▶ _OPDRACHTEN_:
- a) Geef voor elk van de volgende beweringen aan of ze overeenkomt met het bericht over de olieprijzen. Antwoord telkens met ja of nee en citeer letterlijk de woorden uit de tekst die de doorslag geven.
(i) Het prijsplafond voor Russische olie bedraagt 60 dollar per vat.
(ii) OPEC+ besloot afgelopen zondag de olieproductie verder te verlagen dan eerder afgesproken.
(iii) Brentolie werd goedkoper.
- b) Hoeveel vaten olie per dag besloot OPEC+ in oktober minder op te pompen, volgens het bericht over de olieprijzen?
- c) Vertaal de volgende zin uit het bericht over de olieprijzen in het Engels: "De maatregelen zijn bedoeld om Rusland te straffen voor de oorlog in Oekraïne."

Olieprijzen en coronaversoepelingen China centraal op Damrak

Foto: ANP

Beleggers op de Amsterdamse beurs houden maandag onder meer de ontwikkelingen op de oliemarkt in de gaten. Het door de Europese Unie, Australië en de G7-landen ingestelde prijsplafond voor Russische olie van 60 dollar per vat treedt namelijk in werking. Ook gaat het embargo van de EU op leveringen van Russische ruwe olie over zee in. De maatregelen zijn bedoeld om Rusland te straffen voor de oorlog in Oekraïne.

De grote vraag is nu hoe Rusland zal reageren op de extra strafmaatregelen. Moskou heeft herhaaldelijk gedreigd helemaal geen olie meer te verkopen aan klanten die zich aan het westerse prijsplafond houden. Zo’n stap kan de prijzen de hoogte injagen, doordat Rusland nog altijd veel olie levert aan bijvoorbeeld India en China.

Daarnaast verwerken oliehandelaren nog het besluit van oliekartel OPEC en bondgenoten als Rusland en Kazachstan van afgelopen zondag om vast te houden aan de eerder afgesproken productieverlagingen. De zogeheten OPEC+ besloot in oktober al om tot het einde van 2023 dagelijks 2 miljoen vaten minder olie op te pompen om een daling van de prijzen tegen te gaan.

De olieprijzen lieten weinig beweging zien in afwachting van de impact en gevolgen van de maatregelen. Een vat Amerikaanse olie kostte 0,6 procent meer op 80,47 dollar. Brentolie werd 0,5 procent duurder op 86,03 dollar.

▶ _FRAGMENTEN UIT GEGEVENS_:
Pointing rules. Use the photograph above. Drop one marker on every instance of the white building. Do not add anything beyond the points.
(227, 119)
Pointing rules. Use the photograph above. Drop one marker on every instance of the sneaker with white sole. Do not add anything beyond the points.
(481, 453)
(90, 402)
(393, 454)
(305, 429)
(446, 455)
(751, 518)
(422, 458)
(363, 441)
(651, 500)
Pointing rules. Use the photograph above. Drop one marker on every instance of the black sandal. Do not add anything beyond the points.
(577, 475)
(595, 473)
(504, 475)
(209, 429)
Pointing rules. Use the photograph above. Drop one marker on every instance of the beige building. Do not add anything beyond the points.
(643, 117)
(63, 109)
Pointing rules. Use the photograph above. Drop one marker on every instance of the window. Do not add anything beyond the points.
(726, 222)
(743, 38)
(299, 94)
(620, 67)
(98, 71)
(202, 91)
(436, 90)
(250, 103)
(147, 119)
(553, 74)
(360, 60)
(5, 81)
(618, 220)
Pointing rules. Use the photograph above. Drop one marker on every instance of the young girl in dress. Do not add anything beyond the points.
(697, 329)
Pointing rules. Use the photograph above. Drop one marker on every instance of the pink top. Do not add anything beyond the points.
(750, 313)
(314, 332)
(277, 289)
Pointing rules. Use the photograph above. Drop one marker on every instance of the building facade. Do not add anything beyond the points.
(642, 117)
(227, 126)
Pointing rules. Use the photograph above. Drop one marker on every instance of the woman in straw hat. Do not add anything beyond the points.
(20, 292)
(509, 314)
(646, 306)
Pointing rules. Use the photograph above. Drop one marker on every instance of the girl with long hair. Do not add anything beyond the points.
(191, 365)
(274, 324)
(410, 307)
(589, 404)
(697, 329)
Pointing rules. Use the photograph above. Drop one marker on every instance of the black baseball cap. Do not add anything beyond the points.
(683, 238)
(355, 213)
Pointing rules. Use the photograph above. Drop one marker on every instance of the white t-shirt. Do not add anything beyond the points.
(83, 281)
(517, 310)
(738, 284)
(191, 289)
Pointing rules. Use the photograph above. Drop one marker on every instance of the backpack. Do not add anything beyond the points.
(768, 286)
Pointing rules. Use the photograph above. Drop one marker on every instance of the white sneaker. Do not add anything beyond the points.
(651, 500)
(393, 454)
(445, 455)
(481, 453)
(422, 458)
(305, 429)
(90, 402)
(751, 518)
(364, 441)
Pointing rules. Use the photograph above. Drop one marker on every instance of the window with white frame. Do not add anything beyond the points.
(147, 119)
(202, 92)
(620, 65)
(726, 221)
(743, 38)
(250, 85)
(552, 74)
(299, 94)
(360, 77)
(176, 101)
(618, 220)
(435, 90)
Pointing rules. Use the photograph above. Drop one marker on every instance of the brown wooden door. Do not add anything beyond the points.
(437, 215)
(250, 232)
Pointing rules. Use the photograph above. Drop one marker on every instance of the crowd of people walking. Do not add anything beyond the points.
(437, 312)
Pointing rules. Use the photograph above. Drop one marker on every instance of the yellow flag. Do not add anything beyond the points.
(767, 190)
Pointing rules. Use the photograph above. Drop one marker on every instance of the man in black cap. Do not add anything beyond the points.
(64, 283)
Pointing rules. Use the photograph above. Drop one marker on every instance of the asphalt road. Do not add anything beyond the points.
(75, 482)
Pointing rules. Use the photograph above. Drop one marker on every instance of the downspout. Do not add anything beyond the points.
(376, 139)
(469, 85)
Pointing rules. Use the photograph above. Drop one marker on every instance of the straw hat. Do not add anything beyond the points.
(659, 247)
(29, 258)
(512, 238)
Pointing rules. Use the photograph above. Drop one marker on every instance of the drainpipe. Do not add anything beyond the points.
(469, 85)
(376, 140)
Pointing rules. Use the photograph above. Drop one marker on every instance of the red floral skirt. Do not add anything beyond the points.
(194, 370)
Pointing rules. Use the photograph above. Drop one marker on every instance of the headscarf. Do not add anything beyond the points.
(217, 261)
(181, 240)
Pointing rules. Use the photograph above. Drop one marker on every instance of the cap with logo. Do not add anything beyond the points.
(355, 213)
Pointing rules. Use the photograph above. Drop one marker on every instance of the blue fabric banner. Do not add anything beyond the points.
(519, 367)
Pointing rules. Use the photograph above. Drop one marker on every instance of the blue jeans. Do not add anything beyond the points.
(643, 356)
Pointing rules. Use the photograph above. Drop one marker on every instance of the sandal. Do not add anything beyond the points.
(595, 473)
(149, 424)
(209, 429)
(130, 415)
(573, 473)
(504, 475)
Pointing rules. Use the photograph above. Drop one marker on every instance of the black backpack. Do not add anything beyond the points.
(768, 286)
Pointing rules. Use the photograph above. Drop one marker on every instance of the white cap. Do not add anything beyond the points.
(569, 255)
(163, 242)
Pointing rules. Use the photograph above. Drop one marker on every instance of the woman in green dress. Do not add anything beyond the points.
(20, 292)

▶ _ANTWOORDEN_:
- a)
(i) Ja: "prijsplafond voor Russische olie van 60 dollar per vat"
(ii) Nee: "om vast te houden aan de eerder afgesproken productieverlagingen"
(iii) Nee: "Brentolie werd 0,5 procent duurder op 86,03 dollar."

- b) Dagelijks 2 miljoen vaten minder, tot het einde van 2023.

- c) The measures are intended to punish Russia for the war in Ukraine.